The friend who is all down on Amazon was like, I want to buy from Google e-books! And then I read an article (on how indie bookstores are doing great this holiday season, which shows you how evil Amazon has just eviscerated their business) that also mentioned Google e-books.

And I remembered that when I put Trang up on Google Books I looked at that program and found it confusing, so I didn't sign up. But, I thought to myself, it's been almost a year, maybe it's gotten better!

Well, you can find the royalty rates now, although they're not nearly as prominently advertised as they are on Amazon, Barnes & Noble, or Smashwords. And the reason for that is...can you guess? That's right--they suck!

They don't suck as badly as, say, traditional publishing, but they're offering roughly 50%, instead of the roughly 70% everyone else offers.

Wow, do I love indie bookstores so much that I'd be willing to give up 20% of my income?

That's easy: No.

I will probably hold my nose and list Trang on Google, but it will be more expensive. If it's so important to you to shop at Retail Outlet A instead of Retail Outlet B, then I guess it's worth it to you to pay extra. Just keep in mind that the extra money you pay will primarily go into the pocket of that charming little indie Google, Inc. Last year they booked a paltry $8.5 billion in profits on revenues of $19 billion, so clearly they need every dime.

You can tell that the weeping and wailing about indie bookstores has gotten on my nerves. I understand that e-books pose a major challenge--a much greater challenge than being underpriced. But if booksellers feel that the only way they can sell books is by screwing authors hard against the wall, there is a problem.

There are other options: Dean Wesley Smith and Kristine Kathryn Rusch had this idea of creating book cards that could be sold in stores and redeemed for an e-book. They actually went ahead and made some for a convention. That, to me, is a productive solution. Whining about a company that treats writers relatively well while routinely doing business with companies that shamelessly exploit them is not. Boycotting authors is not. Pretending this is a zero-sum game is just stupid. What are you hoping for? That your suppliers will decide that they can't afford to supply you any more?

Writers need to get paid. Everyone else in the entire publishing and bookselling industry is able to make a living because writers are able to write. We don't live on air, people. (Well, I do, but for the vast majority of my adult life, I lived on what I earned by writing.) The whole attitude that writers should be poor permeates our culture, and it's so counter-productive to the creation of literature. If you only ever want to read bland commercial best-sellers that have been carefully homogenized to appeal to the widest possible audience, then you want writers to be poor, to get screwed, to see the profits of their work go to other people. If you want books that are quirky, or weird, or challenging, or interesting, or freaky, or bizarre, or God forbid even art, then you want writers to be able to make a living producing these odd little books.

And that is why I will charge more for my Google e-books edition, assuming I do one. And that is why I don't intend to make all my books free, even though I can afford to. It's not because I'm greedy and capitalistic and evil--it's because I'm tired of watching writers get screwed. And I'm beyond tired of watching people get up on their high horse and demand that writers get screwed. 

A pretty piece of propaganda

Like many people who work or have worked in journalism, I don't read the opinion page. Why not? Well, I've seen how these things get written, and my feeling is that if I'm looking for an uneducated, knee-jerk reaction from someone who has done absolutely no research in the subject, I can provide that on my own.
--------
Instructions for the task: Write the next part of the blog text on e-book royalties, starting right after its final sentence. The material that comes next has no connection to the blog text on e-book royalties.
--------
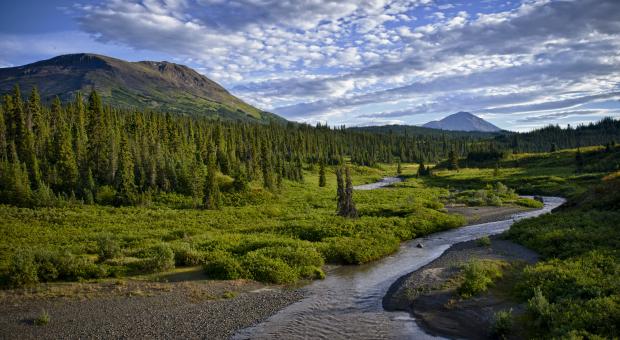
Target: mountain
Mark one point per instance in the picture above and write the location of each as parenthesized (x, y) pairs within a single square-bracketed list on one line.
[(462, 121), (161, 86)]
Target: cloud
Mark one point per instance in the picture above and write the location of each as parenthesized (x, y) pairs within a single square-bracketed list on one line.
[(349, 61)]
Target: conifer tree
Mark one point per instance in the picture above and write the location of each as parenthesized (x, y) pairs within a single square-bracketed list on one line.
--------
Final result:
But I have friends who do, and one of them saw this piece on how Amazon is evil and got very upset. Of course it's in The New York Times, which lately appears to have decided that large corporations need more love--maybe the Occupy Wall Street protesters have been really getting on their nerves (or maybe they're based in New York City, and they all know people who are getting laid off from traditional publishers, which does in fact suck).

Anyway, the article has two points.

Point #1: Amazon is undercutting indie bookstores on price. This is presented in the article as a terrible thing.

It may be terrible, but it's something that has been going on for a long, long, loooooooong time. Barnes & Noble undercut indie bookstores on price. Borders undercut indie bookstores on price. Amazon has been around, undercutting indie bookstores on price, since 1994. If you were opening an independent bookstore any time in the past 30-odd years, and your business strategy was "I'll undercut 'em on price!" you went under right away.

Instead, you offered something else. Knowledgeable staff. A specialized selection. Delicious muffins. Comfy chairs. You made the experience worth paying a little extra for. You still can.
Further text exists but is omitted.